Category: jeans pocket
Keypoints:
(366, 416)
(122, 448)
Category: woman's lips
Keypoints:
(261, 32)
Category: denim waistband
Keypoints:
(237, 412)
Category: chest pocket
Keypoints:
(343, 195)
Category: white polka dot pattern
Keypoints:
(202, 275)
================================
> _TRY IT_
Exact retyping of every entry is required.

> _REPLY_
Category: jeans pocket
Keypoints:
(366, 416)
(122, 448)
Category: woman's lips
Keypoints:
(261, 32)
Category: denim waistband
Keypoints:
(237, 412)
Category: chest pocket
Keypoints:
(343, 195)
Category: white polka dot pattern
Keypoints:
(202, 275)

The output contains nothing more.